**Task**
Can you copy out verbatim every line from the one containing "Can you see the mowed" through the last of the lines below, with both ends included?
**** Records ****
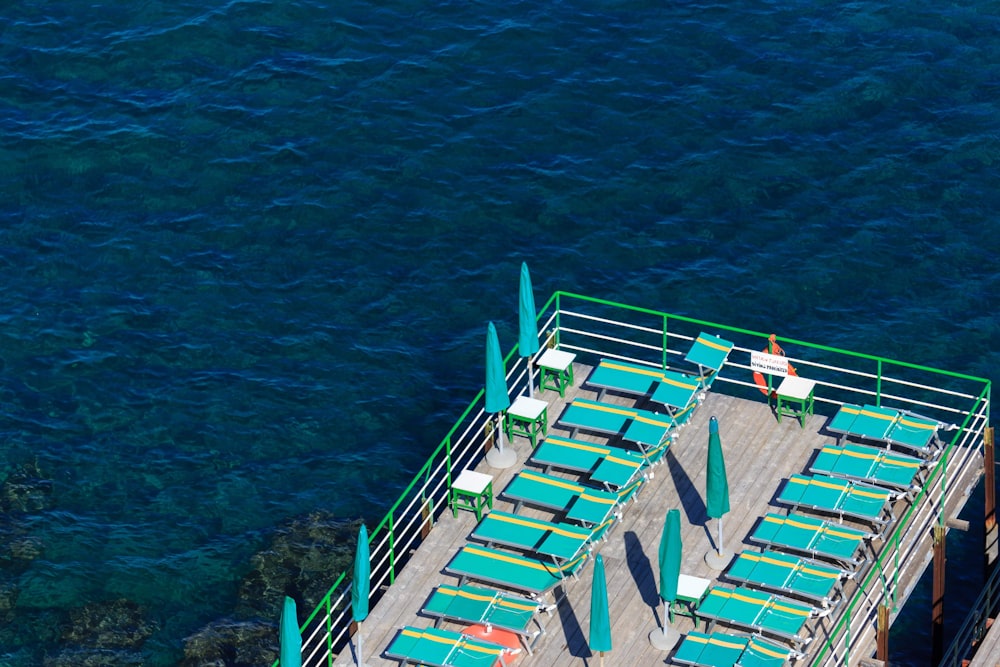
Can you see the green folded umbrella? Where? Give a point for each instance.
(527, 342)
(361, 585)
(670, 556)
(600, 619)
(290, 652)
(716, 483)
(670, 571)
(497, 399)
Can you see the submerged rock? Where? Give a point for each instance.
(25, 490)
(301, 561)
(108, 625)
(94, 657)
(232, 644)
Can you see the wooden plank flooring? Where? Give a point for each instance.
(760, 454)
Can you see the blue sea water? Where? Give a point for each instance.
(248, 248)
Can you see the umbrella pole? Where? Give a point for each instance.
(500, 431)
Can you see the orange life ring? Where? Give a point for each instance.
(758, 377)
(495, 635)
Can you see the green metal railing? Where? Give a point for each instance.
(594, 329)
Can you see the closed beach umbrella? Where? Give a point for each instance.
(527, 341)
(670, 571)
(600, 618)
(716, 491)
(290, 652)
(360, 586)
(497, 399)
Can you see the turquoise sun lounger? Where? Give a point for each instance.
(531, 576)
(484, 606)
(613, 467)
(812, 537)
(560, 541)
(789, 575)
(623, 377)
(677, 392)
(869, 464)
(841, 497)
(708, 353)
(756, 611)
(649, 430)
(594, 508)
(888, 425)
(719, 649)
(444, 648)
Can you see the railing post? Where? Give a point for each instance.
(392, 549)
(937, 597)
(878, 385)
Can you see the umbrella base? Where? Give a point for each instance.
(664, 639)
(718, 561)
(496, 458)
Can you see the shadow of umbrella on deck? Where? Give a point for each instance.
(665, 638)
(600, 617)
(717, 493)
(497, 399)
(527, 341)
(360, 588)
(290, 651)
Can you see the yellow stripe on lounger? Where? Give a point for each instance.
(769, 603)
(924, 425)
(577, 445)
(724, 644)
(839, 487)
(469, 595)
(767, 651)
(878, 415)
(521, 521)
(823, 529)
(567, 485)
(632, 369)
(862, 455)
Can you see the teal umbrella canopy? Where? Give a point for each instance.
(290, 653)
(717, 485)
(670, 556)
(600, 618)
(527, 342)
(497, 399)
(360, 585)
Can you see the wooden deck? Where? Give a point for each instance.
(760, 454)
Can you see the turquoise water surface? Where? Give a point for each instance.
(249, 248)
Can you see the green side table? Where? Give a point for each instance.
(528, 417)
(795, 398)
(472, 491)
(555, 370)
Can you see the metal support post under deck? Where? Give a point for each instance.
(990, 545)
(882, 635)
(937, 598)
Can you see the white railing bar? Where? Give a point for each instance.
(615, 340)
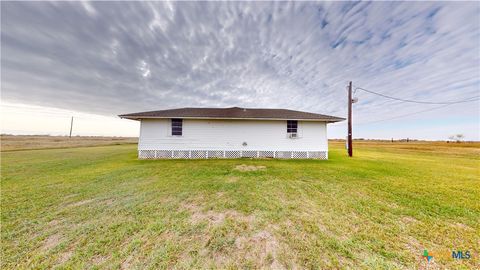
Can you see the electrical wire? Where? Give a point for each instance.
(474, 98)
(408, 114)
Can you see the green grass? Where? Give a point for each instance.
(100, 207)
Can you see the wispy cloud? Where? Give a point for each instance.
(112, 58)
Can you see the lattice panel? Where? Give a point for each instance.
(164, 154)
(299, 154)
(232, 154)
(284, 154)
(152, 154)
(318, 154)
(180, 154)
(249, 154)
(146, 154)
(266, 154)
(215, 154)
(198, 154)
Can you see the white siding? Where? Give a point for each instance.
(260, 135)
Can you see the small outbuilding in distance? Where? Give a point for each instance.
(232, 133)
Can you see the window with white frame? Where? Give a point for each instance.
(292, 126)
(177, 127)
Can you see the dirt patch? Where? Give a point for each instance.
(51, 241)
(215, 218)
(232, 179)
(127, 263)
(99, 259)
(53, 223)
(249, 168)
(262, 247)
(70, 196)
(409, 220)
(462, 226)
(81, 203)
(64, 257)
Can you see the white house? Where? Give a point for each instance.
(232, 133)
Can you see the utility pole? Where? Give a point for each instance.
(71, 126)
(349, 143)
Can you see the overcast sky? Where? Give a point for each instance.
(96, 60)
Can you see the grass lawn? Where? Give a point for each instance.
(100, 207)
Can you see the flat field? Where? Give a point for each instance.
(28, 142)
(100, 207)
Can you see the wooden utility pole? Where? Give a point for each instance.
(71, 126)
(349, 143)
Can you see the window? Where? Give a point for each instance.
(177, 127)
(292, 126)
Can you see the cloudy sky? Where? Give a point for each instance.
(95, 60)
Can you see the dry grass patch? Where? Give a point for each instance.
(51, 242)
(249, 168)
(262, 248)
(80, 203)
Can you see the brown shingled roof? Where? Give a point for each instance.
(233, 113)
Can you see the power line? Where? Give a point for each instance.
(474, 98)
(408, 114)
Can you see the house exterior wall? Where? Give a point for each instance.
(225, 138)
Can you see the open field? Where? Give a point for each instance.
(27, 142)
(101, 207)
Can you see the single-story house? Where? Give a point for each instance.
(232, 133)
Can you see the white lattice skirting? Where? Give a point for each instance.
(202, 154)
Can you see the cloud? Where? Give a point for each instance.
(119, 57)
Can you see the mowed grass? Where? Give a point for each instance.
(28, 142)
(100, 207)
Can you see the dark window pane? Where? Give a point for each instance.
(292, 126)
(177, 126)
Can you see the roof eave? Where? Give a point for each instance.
****
**Exercise result**
Can you see the mowed grass? Where? Give a point for each instance.
(28, 142)
(100, 207)
Can you see the dark window pane? Where? Give a point for each instance.
(292, 126)
(177, 126)
Can you see the roof eave? Where? Give a point for each instance.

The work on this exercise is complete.